**WORK TASK**. An exact transcription of all the data is the expected reply.

Saved data entries:
▬▬▬

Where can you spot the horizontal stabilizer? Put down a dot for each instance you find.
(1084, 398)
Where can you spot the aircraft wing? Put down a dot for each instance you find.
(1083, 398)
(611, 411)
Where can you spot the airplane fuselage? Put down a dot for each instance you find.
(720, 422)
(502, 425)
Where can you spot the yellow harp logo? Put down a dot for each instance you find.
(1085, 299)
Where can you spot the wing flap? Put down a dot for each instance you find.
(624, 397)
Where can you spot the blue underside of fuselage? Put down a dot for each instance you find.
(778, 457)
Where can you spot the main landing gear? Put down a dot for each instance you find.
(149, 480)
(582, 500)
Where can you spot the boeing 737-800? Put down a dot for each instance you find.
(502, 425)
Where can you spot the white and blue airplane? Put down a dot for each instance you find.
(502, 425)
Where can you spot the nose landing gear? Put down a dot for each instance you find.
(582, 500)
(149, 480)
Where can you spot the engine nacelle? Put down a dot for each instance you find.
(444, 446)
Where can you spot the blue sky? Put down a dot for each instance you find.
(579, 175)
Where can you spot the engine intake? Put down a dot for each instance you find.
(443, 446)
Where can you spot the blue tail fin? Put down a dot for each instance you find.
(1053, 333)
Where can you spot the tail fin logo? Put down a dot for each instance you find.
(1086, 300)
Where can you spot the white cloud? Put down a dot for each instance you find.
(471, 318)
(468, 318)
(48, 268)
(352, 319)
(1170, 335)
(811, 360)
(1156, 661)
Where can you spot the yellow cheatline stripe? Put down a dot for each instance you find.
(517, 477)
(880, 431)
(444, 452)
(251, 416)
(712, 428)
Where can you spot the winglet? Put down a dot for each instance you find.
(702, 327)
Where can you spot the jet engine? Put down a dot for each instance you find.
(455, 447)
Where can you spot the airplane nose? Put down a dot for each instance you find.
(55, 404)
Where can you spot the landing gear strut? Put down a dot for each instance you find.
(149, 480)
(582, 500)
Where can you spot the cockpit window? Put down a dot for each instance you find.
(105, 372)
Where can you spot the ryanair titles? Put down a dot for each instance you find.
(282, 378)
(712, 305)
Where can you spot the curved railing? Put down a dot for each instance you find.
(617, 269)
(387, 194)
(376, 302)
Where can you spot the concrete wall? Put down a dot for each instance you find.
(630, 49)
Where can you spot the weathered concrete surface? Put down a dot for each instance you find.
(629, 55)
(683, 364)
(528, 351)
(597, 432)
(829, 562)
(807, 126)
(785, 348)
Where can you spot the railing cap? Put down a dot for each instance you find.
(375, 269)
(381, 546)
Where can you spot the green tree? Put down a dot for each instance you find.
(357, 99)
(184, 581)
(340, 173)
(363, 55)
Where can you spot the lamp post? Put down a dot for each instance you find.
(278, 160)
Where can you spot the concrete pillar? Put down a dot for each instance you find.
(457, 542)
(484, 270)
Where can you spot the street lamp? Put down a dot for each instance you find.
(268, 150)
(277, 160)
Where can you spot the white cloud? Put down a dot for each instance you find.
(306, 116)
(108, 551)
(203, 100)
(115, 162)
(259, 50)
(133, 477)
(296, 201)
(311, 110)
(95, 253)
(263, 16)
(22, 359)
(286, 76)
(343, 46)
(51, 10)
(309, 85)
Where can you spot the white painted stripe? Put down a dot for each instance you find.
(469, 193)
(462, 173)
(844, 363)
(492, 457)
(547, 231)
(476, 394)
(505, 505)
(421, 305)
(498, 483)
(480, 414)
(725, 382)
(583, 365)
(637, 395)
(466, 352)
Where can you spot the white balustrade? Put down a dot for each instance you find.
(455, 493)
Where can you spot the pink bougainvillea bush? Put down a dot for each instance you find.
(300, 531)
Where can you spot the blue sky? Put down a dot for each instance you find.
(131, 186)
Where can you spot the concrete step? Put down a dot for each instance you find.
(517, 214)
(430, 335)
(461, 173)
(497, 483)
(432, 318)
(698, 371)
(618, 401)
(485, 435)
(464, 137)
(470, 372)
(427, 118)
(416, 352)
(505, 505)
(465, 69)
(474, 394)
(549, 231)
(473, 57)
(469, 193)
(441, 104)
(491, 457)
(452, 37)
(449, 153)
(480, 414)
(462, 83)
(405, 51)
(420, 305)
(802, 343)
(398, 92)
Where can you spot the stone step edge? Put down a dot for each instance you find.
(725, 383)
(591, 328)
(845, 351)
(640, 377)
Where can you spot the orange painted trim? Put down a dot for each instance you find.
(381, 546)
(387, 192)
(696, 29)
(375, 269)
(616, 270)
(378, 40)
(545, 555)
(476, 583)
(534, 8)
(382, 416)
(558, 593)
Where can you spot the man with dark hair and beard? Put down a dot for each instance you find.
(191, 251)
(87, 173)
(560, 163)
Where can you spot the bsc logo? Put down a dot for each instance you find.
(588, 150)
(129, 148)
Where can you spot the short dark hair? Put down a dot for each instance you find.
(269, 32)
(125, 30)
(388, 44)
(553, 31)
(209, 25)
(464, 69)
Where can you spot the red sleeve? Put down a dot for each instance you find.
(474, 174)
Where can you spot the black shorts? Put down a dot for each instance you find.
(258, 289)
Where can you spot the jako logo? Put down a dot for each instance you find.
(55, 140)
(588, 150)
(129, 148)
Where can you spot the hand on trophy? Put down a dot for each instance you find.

▬▬▬

**RESPONSE**.
Where can you spot the horizontal stabilizer? Put down a dot for each instance you find.
(1084, 398)
Where can you spot the aircraft wing? Put down a dot for each instance you find.
(1083, 398)
(611, 411)
Where can you spot the airplane fuselage? Put down a dot for each instance you find.
(720, 422)
(502, 425)
Where can you spot the yellow harp logo? Put down a dot for each instance you find.
(1085, 299)
Where can you spot the wing flap? Put down a dot for each instance you find.
(624, 397)
Where can you spot the blue underside of fuselage? Put down a dot for each instance you find.
(778, 457)
Where can you spot the main landing gear? Put down a dot for each instance you find.
(149, 480)
(582, 500)
Where can you spot the boeing 737-800? Put down a dot for each instance you find.
(502, 425)
Where can you spot the white and blue airplane? Put down a dot for each instance you find.
(502, 425)
Where can you spot the nose landing gear? Put down a dot for each instance you find.
(582, 500)
(149, 480)
Where can you spot the engine nacelle? Put down a dot for each instance you find.
(444, 446)
Where can you spot the blue sky? Put down a dot for each instance you find.
(579, 175)
Where can you spot the engine intake? Put down a dot for each instance you find.
(443, 446)
Where can you spot the blue tail fin? Put down a dot for each instance you find.
(1053, 333)
Where can you spot the tail fin logo? Put down a dot for each instance you find.
(1086, 300)
Where can you spot the white cloud? Put down a dot for each instance you find.
(471, 318)
(468, 318)
(48, 268)
(352, 319)
(1170, 335)
(811, 360)
(1156, 661)
Where can you spot the yellow cheatline stripe? Put down a dot for each instance you find.
(517, 477)
(880, 431)
(444, 452)
(251, 416)
(712, 428)
Where can you spot the winglet? Put down a dot for each instance you find.
(702, 327)
Where can you spot the jet engine? Put down a dot for each instance you find.
(455, 447)
Where can you spot the airplane nose? Put down a dot for each instance you find.
(55, 404)
Where can you spot the landing gear strut? Put down a dot for each instance you find.
(149, 480)
(582, 500)
Where can you spot the cockpit window? Put down a dot for each instance you find.
(105, 372)
Where can you spot the ryanair titles? Put down a dot for each instance you find.
(282, 378)
(712, 305)
Where can you spot the curved railing? Put down a dot for each instance you find.
(617, 269)
(387, 194)
(376, 302)
Where can you spot the concrete wall? Put down a dot for each instance you find.
(630, 49)
Where can you spot the weathered concrete surface? Put down a dot for each instance you find.
(629, 55)
(683, 364)
(528, 351)
(597, 432)
(829, 562)
(807, 126)
(785, 348)
Where can you spot the railing cap? Put down a dot for each instance you find.
(375, 269)
(381, 546)
Where can you spot the green tree? Put down a dot for each instance you find.
(357, 99)
(184, 581)
(340, 173)
(363, 55)
Where can you spot the lamp post? Put down a dot for each instance you find.
(278, 160)
Where can you spot the concrete pillar? Put down a dot for each instance you find.
(457, 542)
(484, 270)
Where can you spot the street lamp? Put down a dot for each instance you find.
(268, 150)
(277, 160)
Where can you spot the white cloud? Put down a dot for each instance you find.
(306, 116)
(108, 551)
(203, 100)
(115, 162)
(259, 50)
(133, 477)
(296, 201)
(311, 110)
(95, 253)
(263, 16)
(22, 359)
(286, 76)
(343, 46)
(51, 10)
(309, 85)
Where can you spot the white painted stripe? Put down a dot for each instance you find.
(469, 193)
(462, 173)
(844, 363)
(492, 457)
(547, 231)
(476, 394)
(505, 505)
(421, 305)
(498, 483)
(480, 414)
(725, 382)
(583, 365)
(637, 395)
(466, 352)
Where can you spot the white balustrade? Put down a dot for each instance you find.
(455, 493)
Where can you spot the pink bougainvillea bush? Put down a dot for each instance you find.
(300, 531)
Where can you spot the blue sky? Put down a dot for each instance you find.
(131, 186)
Where can you spot the concrete step? Put down a dot for each instance you find.
(517, 214)
(430, 335)
(461, 173)
(497, 483)
(432, 318)
(698, 371)
(618, 401)
(485, 435)
(464, 137)
(470, 372)
(427, 118)
(416, 352)
(505, 505)
(465, 69)
(474, 394)
(549, 231)
(473, 57)
(469, 193)
(441, 104)
(491, 457)
(452, 37)
(449, 153)
(480, 414)
(462, 83)
(405, 51)
(420, 305)
(802, 343)
(398, 92)
Where can you spot the stone step edge? Put down a dot for each instance you find.
(725, 383)
(591, 328)
(845, 351)
(640, 377)
Where can you spot the orange painted trim? Put down a dot for each instance you find.
(381, 546)
(387, 192)
(696, 29)
(375, 269)
(616, 270)
(378, 40)
(545, 555)
(476, 583)
(534, 8)
(382, 416)
(558, 593)
Where can you spot the man with dark hair and beard? Put down a dot for each instance you find.
(191, 251)
(87, 173)
(560, 163)
Where can you spot the bsc logo? Put down a dot for each instance you find.
(588, 150)
(129, 148)
Where can you spot the short dark hair? Put down a dot for each instance you find.
(269, 32)
(125, 30)
(388, 44)
(553, 31)
(209, 25)
(464, 69)
Where can you spot the red sleeve? Put down a dot for each instance you find.
(474, 174)
Where can you spot the black shorts? Put down a dot for each instance you find.
(258, 289)
Where can you spot the jako logo? Put down a dot for each instance you find.
(55, 140)
(588, 150)
(129, 148)
Where can you spot the hand on trophy? Put down a dot for each instance you find.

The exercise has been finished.